Change every "service" to "endpoint" in the rows below and reproduce them otherwise unchanged, leaving out the pictures.

___ TASK INPUT ___

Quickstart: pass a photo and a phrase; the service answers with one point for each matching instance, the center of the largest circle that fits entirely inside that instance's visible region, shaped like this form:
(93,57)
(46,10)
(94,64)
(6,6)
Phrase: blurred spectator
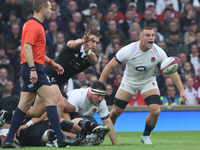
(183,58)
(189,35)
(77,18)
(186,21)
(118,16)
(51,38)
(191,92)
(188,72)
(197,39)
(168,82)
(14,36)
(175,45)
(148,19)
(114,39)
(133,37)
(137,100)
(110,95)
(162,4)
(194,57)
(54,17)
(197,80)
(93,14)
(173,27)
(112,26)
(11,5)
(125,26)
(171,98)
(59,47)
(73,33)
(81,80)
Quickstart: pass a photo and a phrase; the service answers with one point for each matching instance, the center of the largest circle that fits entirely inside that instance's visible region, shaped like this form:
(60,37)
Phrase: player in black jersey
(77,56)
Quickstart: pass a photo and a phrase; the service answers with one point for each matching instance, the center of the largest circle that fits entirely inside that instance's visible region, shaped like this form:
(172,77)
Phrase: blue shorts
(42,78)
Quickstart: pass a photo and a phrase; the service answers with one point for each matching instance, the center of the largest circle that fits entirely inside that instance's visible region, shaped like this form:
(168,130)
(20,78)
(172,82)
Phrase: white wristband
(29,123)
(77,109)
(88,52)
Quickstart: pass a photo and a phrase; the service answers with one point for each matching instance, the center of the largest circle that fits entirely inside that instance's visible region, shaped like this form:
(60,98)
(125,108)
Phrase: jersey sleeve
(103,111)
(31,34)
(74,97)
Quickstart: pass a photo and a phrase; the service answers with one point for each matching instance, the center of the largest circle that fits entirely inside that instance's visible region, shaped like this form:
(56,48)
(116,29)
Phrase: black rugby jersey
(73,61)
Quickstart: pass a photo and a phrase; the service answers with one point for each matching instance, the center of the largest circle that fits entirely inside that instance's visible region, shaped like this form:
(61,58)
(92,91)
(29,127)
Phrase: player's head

___

CORRECT RESULT:
Quickstart: pass a photo and a phrase; the endpoint answers with one point for each matching instance, the center of the largest circle that fits entirely inside that instance's visible region, shaped like this form:
(93,57)
(46,10)
(94,64)
(6,6)
Phrase: blurred spectator
(183,58)
(189,35)
(77,18)
(186,21)
(118,16)
(51,38)
(191,92)
(188,72)
(197,39)
(168,82)
(14,36)
(175,45)
(148,19)
(114,39)
(133,37)
(137,100)
(110,95)
(162,4)
(194,57)
(54,17)
(197,80)
(93,14)
(173,27)
(112,26)
(11,5)
(125,26)
(171,98)
(59,47)
(73,33)
(81,80)
Quickstart: pass a photo and a phrase; the endpoint answers with one point for each matching instance, the center of the largest circle that fits entirely inside that instance's visible region, shaped like this form:
(60,37)
Phrase: player in black jersey
(77,56)
Quickstart: pass a photo and a phrase; the endpoint answers with one point for each matching instance, the center of the largest circle that fits entirely inside that instance's visible region, shaped like this form:
(172,77)
Phrase: blue shorts
(42,78)
Quickstart: pass a photo and a phrase; the endpoint answers with one point for each matching instance, the center of the largest circle that fits entirely inside that instance's visible region, shaped like this form:
(168,130)
(20,78)
(172,82)
Phrase: white wristband
(29,123)
(77,109)
(88,52)
Quickstart: pass a photo and a phrase; the endpoint answers with one point for each matching instance, the center of the largest circle that fits entirely inside that instance's visible region, shaped like this form:
(60,98)
(125,108)
Phrase: jersey sleeve
(103,111)
(31,34)
(74,97)
Quickstart: pass a photo and a phrase; the endpoint answers with one point for each matching instance, the center of the largest circle that fits entirely inside that instance's visible region, shaped like this form:
(56,48)
(116,29)
Phrase: black rugby jersey
(73,61)
Quickstart: pass a photo and a phrase; the endpoint answers with one point for each matching instance, the center of the largest circle that fits entirely inside that instance's visible region, shaped like this form:
(61,58)
(92,91)
(29,127)
Phrase: player's head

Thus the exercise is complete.